Document segment
━━━━━━━━━━
Fabled Elder Family Show elephant turns up in archives

Photo above, townsfolk at Sulphur Bluff gather for a photo with the dancers and musicians before the Elder Family Show’s last stop before moving on to Sugar Hill, Texas where they were caught up in the flu epidemic sweeping the continent in the fall of 1918.

From the East Texas Journal, July 2015

By Hudson Old, Journal Publisher

SUGAR HILL, TEXAS – Coming on a hundred years since a vaudeville-styled show with a circus tent flair arrived here, the local legend of the vanishing elephant remains a mystery.

But the story of the Canadian runaway who swam it across the Red River into Texas got a shot in the arm with a photo turning up in the Sugar Hill archives.

Elder Family Show Elephant crossing the Red River
From fable to fact? Members of the cast of the Elder Family show told tales of an elephant that pulled up their circus tent and pushed wagons through bogs crossed in their travels. While the story of its vanishing after arriving in Titus County remains to this day a Sugar Hill mystery,  a newly-discovered photo from the archives lends new credibility to the account of George Holt’s riding it into Texas.

“My grandmother said they tried getting the elephant to load up on a ferry, but every time it set a foot aboard the deck rocked and spooked him. So George Holt rode him into the river and swam him across,” said Al Riddle, whose grandmother was part of the mix of relatives, orphans and runaways anchoring a traveling mix of singers, dancers and musicians led by Pleas Elder when the Elder Family Show came in 1918.

It was fall that year when the flu epidemic circling the globe swept across America. Two Texas counties reported cases on September 23. On October 4 it had spread to 35 counties and 77 a week later.

It swept through Sugar Hill, either catching up to or riding with the Elder Family cast. Willie Elder died. He was a son of the showman, Pleas Elder who never left after that and so the show ended here.

Pleas Elder
Pleas Elder’s days on the road leading the dancers, actors and musicians of the Elder Family Show ended at Sugar Hill where he was among the cast who settled and lived out their lives here.

Some years later, George Holt, who swam the elephant across the Red River, married Morene Brownlee, an orphan born here in 1915. For most of his life he made his living with an axe, cutting timber. They had children and grandchildren and 60 years passed before the day three women came visiting, his half sisters.

Born in England, his family crossed the Atlantic to settle in Illinois where his father died. His mother re-married and they moved to Canada where his half sisters were born. There was a debate that day they came as to whether he was 14 or 17 when he left to escape conflicts with his stepfather. Their home was in a valley and the thing they remembered was watching him riding the road climbing up to the top of a hill where he turned his horse and waved, the last his family had seen of him before the sisters tracked him to Texas.

If the story of his joining the Elder Family Show at Galveston’s true, he worked his way down at least half a continent sometime before 1918. He told one story of traveling with a circus. A runaway horse charged through his tent one night, kicking him in the head as it passed. The man who tended the animals likewise tended the gash that left a scar in his head.

Three of the girls in the show were straight from the Elder family line; the fourth, Augusta Mae DeLockery was an orphaned relative, one of the two of the show girls who stayed on at Sugar Hill.
━━━━━━━━━━
Stored records

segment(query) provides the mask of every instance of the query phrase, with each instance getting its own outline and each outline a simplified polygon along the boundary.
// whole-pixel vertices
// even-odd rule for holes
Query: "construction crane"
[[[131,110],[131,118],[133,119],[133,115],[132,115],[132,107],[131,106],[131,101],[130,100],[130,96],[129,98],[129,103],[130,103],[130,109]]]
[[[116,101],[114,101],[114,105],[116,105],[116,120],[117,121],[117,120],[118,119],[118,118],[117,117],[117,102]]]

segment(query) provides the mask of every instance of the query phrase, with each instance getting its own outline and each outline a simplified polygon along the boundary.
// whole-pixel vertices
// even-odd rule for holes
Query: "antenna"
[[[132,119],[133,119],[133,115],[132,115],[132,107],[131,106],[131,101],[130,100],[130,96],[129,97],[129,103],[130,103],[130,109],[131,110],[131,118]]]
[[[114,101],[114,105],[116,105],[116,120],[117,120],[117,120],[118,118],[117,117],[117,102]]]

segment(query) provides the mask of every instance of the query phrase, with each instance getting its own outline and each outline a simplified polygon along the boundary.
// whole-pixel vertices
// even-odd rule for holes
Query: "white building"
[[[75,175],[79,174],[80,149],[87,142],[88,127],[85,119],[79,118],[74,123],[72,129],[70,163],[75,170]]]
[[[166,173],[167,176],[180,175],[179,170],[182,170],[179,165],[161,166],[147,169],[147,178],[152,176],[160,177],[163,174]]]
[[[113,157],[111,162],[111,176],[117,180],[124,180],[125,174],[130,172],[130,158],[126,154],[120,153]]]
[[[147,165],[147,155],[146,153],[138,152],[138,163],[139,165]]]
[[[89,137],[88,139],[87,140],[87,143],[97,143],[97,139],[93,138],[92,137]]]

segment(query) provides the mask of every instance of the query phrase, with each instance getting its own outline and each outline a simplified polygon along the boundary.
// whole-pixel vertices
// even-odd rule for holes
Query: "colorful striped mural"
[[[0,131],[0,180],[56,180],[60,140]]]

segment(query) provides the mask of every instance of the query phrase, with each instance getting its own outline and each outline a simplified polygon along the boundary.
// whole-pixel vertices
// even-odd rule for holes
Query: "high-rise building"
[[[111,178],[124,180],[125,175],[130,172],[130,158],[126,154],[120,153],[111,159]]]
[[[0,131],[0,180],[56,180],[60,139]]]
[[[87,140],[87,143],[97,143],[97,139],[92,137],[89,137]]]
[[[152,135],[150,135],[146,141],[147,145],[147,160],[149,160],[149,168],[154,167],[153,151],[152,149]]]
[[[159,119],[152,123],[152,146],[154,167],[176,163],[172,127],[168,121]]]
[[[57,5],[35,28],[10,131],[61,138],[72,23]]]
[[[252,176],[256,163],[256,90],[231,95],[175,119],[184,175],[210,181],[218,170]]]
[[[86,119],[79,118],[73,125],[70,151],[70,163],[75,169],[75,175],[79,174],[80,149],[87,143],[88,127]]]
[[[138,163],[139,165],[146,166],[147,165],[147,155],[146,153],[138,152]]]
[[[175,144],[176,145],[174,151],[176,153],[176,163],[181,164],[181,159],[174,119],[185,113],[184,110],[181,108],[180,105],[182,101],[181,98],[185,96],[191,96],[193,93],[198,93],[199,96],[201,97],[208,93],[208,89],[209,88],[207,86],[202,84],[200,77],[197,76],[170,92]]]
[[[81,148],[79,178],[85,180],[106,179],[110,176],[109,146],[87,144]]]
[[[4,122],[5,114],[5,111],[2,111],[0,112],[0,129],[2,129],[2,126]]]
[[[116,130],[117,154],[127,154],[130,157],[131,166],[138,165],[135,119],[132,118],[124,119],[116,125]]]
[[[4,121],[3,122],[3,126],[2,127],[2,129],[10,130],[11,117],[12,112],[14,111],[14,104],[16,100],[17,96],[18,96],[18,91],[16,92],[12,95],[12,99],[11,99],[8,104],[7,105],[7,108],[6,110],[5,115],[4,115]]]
━━━━━━━━━━
Task instructions
1. Transcribe the Elder Family Show article between "Photo above, townsfolk" and "remains a mystery.", inclusive.
2. Write the next part of the article about the Elder Family Show, starting after its last sentence.

Answer list
1.
Photo above, townsfolk at Sulphur Bluff gather for a photo with the dancers and musicians before the Elder Family Show’s last stop before moving on to Sugar Hill, Texas where they were caught up in the flu epidemic sweeping the continent in the fall of 1918.

From the East Texas Journal, July 2015

By Hudson Old, Journal Publisher

SUGAR HILL, TEXAS – Coming on a hundred years since a vaudeville-styled show with a circus tent flair arrived here, the local legend of the vanishing elephant remains a mystery.

2.
She married a widower, A.T. “Buck” Blalock, whose first wife was the daughter of Pad Harris, the patriarch of Harris Chapel. She died two days after giving birth to their fifth son.

“My grandmother stayed first to help him with his sons,” said Mr. Riddle, the son of Rose Blalock, the first child and only girl among four children born to Buck and Gussie Blalock.

Buck and Gussie Blalock with Daughter Rose, born in 1920
Buck and Gussie Blalock with Daughter Rose, born in 1920.

At 15 Rose married a man making moonshine ‘between the creeks’ and Buck Blalock promptly showed up at his still.

“He made it plain that no daughter of his was going to be married to a moonshiner,” Mr. Riddle said. “He gave him a team of mules and 20 acres and however he made it stick, he turned him into a farmer for a while.”

With the beginning of World War II, Rose’s husband traded farming for life as a trucker, hauling munitions. Rose went with him on the truck and Mr. Riddle high tailed it to Gussie and Buck’s.

Al Riddle
Al Riddle

“She was a fabulous story teller,” he said. “She said Pleas elder always had a ‘professor’ of music traveling with them and that he changed professors often so that they were always learning to play new instruments and different styles of music. They were all musicians.”

Besides taking care of the elephant, George Holt played the drums.

“I’ve got a pair of drumsticks he carved,” said his grandson, Gregg Holt, a loan officer at American National Bank.

A community orphan, Morene Brownlee married the Elder Family show’s drummer and elephant caretaker, George Holt.  Beginning with an axe whose edge he honed with a whetstone, Mr. Holt made his living felling timber in the forests between White Oak Creek and the Sulphur River.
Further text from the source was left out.